## [Data excerpts]
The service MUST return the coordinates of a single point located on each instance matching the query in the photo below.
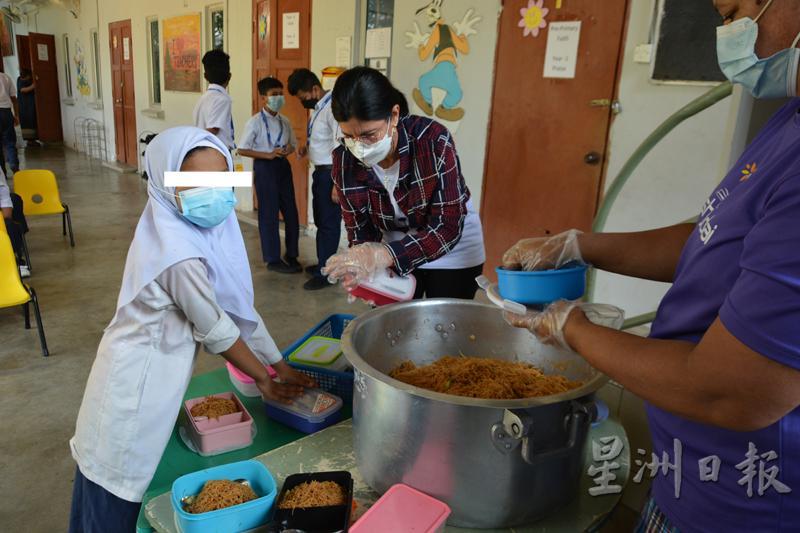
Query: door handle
(592, 158)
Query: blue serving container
(241, 517)
(542, 286)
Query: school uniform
(265, 132)
(184, 286)
(322, 130)
(213, 110)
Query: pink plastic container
(244, 383)
(403, 510)
(224, 434)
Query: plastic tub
(323, 352)
(241, 517)
(317, 519)
(314, 410)
(224, 434)
(542, 287)
(244, 383)
(402, 510)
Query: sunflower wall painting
(181, 44)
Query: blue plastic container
(242, 517)
(335, 382)
(542, 286)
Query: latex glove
(544, 253)
(357, 264)
(548, 325)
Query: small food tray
(221, 435)
(240, 517)
(317, 519)
(403, 509)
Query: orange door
(546, 150)
(48, 98)
(271, 59)
(122, 87)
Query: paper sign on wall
(561, 55)
(379, 43)
(343, 52)
(291, 30)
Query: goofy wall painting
(444, 43)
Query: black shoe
(316, 283)
(280, 267)
(294, 264)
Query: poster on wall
(6, 36)
(181, 43)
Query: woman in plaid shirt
(404, 201)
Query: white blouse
(141, 372)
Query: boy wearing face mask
(269, 139)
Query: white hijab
(164, 237)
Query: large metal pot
(496, 463)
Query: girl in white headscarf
(187, 282)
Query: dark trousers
(9, 138)
(95, 510)
(441, 283)
(275, 193)
(327, 215)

## [What to work on]
Return the entries unchanged, save for the pictures, which do not belong in the copy.

## [Correct response]
The service MUST return the coordinates of a single point located on each instance matching the query in the photo below.
Query: door handle
(592, 158)
Query: blue serving container
(241, 517)
(542, 286)
Query: school uniform
(265, 132)
(184, 286)
(322, 130)
(213, 110)
Query: pink plastic container
(244, 383)
(403, 510)
(224, 434)
Query: plastic tub
(323, 352)
(241, 517)
(317, 519)
(314, 410)
(224, 434)
(542, 287)
(244, 383)
(402, 510)
Query: sunflower wall painting
(181, 44)
Query: blue plastic container
(242, 517)
(335, 382)
(542, 286)
Query: latex glove
(544, 253)
(357, 264)
(548, 325)
Query: small food tray
(221, 435)
(240, 517)
(317, 519)
(403, 509)
Query: orange door
(546, 150)
(48, 98)
(271, 59)
(122, 87)
Query: paper sign on wall
(561, 55)
(379, 43)
(343, 52)
(291, 30)
Query: goofy wall painting
(444, 43)
Query: black shoe
(316, 283)
(280, 267)
(294, 264)
Query: poster on wall
(6, 36)
(181, 43)
Query: woman in plaid shirt
(404, 201)
Query: white blouse
(141, 372)
Query: boy wearing face mask
(269, 139)
Query: white hijab
(164, 237)
Query: large metal pot
(496, 463)
Query: girl in white headscarf
(187, 282)
Query: dark trousers
(9, 138)
(95, 510)
(441, 283)
(275, 193)
(327, 215)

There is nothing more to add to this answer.